Dataset entries:
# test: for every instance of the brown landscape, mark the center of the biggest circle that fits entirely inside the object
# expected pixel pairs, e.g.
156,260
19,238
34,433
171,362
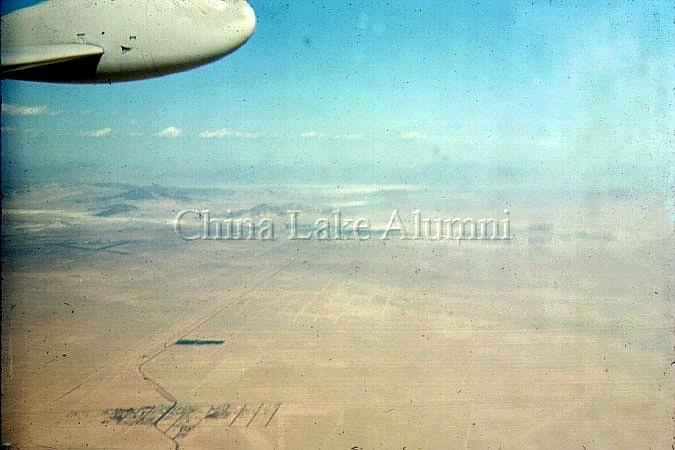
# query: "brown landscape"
118,334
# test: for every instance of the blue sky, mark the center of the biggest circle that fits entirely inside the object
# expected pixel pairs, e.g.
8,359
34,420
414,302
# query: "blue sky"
549,86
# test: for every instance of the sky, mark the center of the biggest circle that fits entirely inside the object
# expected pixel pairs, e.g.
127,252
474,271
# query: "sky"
568,90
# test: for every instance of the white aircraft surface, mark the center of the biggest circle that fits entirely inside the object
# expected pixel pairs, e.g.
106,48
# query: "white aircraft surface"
102,41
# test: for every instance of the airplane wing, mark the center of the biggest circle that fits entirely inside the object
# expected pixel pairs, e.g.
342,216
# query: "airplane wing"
19,58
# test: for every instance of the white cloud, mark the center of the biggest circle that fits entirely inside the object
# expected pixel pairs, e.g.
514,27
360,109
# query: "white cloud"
103,132
22,110
226,132
170,132
414,136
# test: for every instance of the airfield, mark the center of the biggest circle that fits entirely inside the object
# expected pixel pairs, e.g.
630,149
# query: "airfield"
118,334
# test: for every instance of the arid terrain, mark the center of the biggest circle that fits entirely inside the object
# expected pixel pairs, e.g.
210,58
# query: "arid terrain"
118,334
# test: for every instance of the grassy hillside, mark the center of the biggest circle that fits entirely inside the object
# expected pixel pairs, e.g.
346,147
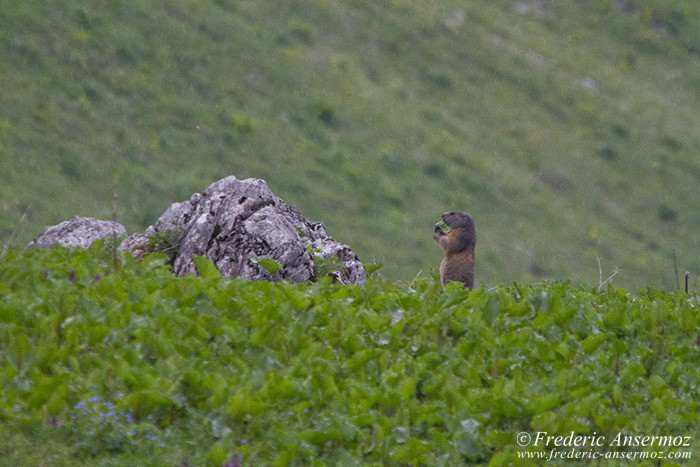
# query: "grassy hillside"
130,365
569,130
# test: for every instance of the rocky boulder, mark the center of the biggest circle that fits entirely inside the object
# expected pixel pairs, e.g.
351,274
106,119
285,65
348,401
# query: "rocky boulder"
246,231
78,232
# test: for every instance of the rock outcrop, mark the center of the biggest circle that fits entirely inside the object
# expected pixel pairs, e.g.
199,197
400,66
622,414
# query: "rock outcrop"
78,232
246,231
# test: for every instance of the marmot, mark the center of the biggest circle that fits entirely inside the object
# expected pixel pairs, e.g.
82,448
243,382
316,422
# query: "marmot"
458,242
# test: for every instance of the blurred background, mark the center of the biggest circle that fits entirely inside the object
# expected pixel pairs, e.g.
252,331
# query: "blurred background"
569,130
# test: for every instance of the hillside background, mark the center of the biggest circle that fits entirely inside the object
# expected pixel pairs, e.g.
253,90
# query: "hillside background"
569,130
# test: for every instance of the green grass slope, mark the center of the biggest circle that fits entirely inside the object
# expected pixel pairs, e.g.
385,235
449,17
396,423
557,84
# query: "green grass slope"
130,365
569,130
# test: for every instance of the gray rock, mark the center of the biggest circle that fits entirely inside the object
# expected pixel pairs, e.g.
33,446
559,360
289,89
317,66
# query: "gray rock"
240,225
78,232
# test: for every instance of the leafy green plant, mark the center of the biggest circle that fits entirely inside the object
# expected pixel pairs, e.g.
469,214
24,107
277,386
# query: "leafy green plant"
137,365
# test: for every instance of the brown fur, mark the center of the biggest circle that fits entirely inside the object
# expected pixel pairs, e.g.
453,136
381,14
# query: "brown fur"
458,244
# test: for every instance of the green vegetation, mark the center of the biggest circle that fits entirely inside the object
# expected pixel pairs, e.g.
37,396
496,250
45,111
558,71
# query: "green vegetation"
126,364
569,130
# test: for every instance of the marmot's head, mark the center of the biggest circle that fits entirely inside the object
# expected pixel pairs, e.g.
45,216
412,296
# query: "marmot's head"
461,234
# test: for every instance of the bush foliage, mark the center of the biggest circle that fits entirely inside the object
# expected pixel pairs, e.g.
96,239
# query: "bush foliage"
123,363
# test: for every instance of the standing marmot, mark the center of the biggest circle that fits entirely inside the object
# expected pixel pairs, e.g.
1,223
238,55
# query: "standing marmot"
458,243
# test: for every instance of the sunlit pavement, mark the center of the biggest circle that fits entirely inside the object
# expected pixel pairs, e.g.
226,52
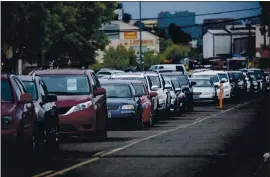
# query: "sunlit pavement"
206,142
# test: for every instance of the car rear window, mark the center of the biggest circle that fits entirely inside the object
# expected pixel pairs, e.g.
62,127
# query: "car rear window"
117,90
31,88
6,94
67,84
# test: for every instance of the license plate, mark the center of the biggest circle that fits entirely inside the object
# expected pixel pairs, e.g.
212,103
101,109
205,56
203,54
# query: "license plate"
196,97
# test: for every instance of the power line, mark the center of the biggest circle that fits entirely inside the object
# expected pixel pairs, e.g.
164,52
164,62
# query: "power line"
188,26
204,14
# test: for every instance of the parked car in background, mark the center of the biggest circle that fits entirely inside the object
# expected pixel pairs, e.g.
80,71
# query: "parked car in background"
157,84
45,108
81,107
148,110
186,86
204,90
174,67
107,73
178,101
124,104
18,117
144,78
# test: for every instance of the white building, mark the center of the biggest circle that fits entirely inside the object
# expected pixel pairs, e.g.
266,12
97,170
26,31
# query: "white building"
129,36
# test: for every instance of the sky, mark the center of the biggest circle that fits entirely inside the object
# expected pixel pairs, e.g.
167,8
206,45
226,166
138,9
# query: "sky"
151,9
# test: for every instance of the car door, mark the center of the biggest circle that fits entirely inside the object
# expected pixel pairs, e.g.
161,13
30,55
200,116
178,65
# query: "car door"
27,113
101,104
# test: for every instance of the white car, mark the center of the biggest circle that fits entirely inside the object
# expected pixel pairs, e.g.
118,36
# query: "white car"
204,90
217,77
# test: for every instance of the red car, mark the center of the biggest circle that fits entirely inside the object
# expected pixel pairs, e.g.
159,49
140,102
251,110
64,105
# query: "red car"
140,89
81,102
18,117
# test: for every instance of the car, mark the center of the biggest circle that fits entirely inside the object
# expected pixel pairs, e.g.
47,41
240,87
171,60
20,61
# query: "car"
157,84
45,108
204,90
186,86
107,73
148,110
18,117
124,104
178,101
174,67
81,105
144,78
240,83
217,77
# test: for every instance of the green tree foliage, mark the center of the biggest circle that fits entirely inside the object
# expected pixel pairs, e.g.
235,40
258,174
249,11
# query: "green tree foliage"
57,30
119,57
151,58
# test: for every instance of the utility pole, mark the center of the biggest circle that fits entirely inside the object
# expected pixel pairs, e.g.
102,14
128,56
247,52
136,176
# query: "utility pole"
140,36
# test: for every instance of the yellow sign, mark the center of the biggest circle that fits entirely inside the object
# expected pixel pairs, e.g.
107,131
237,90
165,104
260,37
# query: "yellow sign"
130,35
137,43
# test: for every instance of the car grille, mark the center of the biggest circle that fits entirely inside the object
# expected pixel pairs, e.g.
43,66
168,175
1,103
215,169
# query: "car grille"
197,93
113,107
62,110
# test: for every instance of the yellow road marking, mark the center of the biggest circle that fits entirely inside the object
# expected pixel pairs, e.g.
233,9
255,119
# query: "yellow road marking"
44,173
140,140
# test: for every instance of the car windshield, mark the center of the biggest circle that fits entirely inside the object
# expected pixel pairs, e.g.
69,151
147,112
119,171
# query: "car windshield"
222,76
213,77
67,84
154,80
139,89
182,79
238,76
117,90
6,94
31,88
201,83
152,68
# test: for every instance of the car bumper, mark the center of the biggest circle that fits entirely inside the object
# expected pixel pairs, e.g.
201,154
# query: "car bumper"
79,122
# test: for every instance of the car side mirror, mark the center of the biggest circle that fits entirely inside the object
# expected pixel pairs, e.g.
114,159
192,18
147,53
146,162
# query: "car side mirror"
26,98
154,87
51,98
178,90
168,86
192,83
153,94
100,91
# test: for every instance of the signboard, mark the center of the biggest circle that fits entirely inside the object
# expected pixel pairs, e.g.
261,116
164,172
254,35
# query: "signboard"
130,35
128,43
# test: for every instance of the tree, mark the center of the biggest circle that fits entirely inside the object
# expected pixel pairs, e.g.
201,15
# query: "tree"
126,17
118,57
178,36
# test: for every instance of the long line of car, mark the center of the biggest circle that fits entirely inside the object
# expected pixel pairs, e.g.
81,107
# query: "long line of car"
39,109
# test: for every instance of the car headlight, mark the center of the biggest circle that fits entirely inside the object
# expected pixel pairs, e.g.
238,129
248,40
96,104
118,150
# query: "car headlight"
6,119
80,107
128,107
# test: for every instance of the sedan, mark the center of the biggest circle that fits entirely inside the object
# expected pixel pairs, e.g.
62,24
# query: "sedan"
124,104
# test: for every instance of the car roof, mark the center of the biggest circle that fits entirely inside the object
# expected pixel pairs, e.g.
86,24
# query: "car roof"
61,71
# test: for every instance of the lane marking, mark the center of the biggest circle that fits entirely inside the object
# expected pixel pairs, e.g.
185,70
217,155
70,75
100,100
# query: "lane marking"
61,172
44,173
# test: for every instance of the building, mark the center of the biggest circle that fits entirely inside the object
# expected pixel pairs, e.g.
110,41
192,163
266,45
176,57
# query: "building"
120,33
182,19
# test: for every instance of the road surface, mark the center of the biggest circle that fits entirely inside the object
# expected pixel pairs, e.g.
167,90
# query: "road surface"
205,143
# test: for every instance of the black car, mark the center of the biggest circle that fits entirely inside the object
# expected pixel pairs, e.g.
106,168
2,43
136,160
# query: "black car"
45,108
186,86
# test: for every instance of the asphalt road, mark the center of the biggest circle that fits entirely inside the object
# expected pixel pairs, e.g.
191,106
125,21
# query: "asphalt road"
205,143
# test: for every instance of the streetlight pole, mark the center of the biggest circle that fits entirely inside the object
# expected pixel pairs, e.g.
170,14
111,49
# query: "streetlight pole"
140,36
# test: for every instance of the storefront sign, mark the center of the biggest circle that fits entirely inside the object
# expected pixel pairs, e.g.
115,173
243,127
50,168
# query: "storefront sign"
130,35
137,43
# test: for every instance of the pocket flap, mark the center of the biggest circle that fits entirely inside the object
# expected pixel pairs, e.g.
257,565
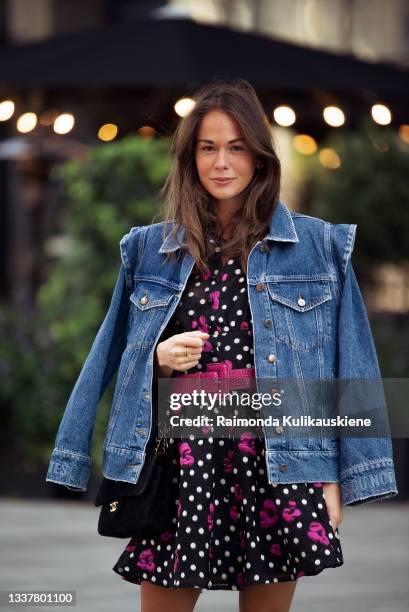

» **Brief**
What is needed is a word-for-word copy of the lines from the start of the data to the line with "# test: for every instance of the blue", inclusive, with no pictures in it.

» **Solved exercise**
# test: for every instance of the brown landscape, mark the center of the biggest circle that fits entirely inside the object
# expected pixel pairs, e.g.
156,260
19,238
34,433
171,362
# query: "brown landscape"
118,334
# test: for every instance of the blue sky, mark the center of the biggest circle that fits entirely inside the object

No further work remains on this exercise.